Every line with "green" in it must be copied from the data.

-=-=-

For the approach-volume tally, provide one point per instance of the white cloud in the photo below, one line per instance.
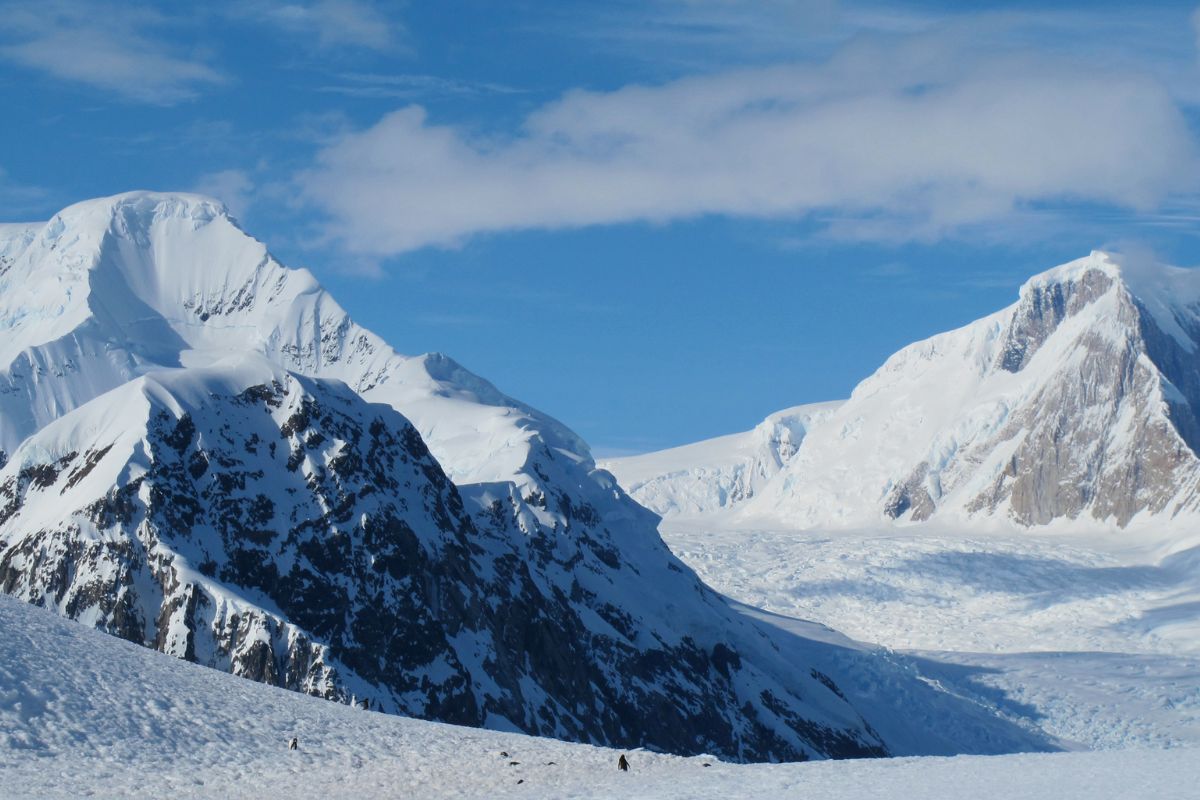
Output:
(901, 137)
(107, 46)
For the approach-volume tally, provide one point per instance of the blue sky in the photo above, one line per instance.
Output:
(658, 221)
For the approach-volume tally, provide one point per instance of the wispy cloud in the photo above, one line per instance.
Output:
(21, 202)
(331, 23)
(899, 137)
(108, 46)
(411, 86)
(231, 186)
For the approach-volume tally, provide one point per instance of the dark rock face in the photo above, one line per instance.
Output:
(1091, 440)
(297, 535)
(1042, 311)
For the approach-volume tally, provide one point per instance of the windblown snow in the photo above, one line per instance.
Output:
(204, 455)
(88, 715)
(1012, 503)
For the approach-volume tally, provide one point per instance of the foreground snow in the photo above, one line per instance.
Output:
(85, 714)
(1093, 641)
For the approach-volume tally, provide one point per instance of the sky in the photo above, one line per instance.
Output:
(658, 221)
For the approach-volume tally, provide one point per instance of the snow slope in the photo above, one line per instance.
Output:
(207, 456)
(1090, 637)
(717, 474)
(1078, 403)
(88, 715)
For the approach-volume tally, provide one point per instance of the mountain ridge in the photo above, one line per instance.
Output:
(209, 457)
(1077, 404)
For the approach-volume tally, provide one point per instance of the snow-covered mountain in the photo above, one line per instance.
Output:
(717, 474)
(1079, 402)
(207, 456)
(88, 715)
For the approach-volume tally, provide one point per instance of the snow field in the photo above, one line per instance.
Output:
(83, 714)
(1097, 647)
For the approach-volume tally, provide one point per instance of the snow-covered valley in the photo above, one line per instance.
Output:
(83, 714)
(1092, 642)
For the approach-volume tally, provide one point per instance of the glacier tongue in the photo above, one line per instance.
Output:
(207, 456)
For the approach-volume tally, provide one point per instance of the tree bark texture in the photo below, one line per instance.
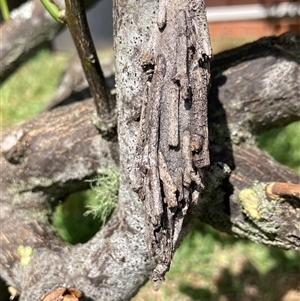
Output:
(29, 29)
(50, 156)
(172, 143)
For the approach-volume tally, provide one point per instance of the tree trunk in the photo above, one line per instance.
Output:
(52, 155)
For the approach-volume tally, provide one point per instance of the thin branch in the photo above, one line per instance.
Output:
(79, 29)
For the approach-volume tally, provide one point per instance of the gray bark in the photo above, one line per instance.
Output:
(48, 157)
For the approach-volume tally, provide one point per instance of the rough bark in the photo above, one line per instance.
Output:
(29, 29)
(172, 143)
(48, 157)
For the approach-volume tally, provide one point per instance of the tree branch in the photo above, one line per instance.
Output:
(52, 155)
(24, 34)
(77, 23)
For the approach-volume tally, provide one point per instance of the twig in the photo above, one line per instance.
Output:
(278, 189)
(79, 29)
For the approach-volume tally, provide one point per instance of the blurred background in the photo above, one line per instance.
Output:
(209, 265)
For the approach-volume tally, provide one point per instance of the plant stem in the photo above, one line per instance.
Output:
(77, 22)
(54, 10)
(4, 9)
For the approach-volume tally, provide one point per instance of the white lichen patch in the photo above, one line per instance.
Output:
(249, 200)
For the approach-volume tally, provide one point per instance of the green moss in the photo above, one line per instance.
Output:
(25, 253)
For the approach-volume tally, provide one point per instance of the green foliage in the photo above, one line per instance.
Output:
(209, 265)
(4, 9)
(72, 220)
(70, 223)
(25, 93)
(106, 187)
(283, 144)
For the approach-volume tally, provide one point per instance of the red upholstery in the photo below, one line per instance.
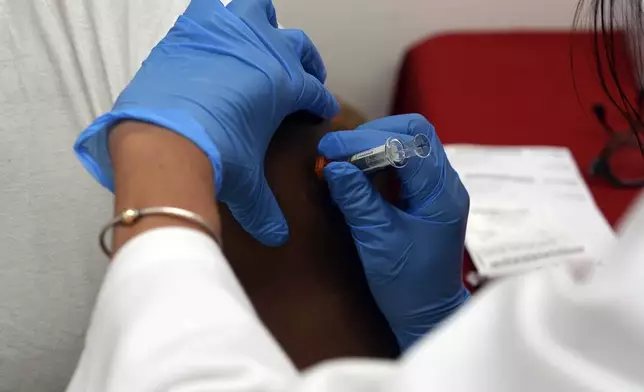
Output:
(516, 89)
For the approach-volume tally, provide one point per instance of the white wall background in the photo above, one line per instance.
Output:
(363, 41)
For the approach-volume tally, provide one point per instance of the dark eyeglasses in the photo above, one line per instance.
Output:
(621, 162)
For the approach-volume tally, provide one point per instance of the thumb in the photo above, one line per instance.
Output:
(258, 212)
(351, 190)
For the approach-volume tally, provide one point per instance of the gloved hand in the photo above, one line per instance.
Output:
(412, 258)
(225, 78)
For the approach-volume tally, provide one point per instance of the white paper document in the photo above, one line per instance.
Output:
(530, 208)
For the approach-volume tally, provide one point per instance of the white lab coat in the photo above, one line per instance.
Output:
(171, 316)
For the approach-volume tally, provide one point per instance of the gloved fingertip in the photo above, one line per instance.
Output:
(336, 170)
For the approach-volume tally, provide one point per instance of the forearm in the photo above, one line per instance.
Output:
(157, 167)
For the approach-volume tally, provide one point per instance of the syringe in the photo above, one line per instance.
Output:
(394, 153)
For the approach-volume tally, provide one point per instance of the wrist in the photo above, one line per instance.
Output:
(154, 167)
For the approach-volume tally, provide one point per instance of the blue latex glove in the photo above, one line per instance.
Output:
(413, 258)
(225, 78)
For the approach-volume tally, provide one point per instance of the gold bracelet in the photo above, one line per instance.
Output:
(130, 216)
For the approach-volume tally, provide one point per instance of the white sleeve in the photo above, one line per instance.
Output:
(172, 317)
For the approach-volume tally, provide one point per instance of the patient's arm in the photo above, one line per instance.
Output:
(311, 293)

-=-=-

▶ _EXERCISE OUTPUT_
For the approach-volume tally, provide one point per instance of the green moss in the photo above, one line per instance.
For the approach-volume tally, provide one point per instance of the green foliage in the photo above, one line per instance.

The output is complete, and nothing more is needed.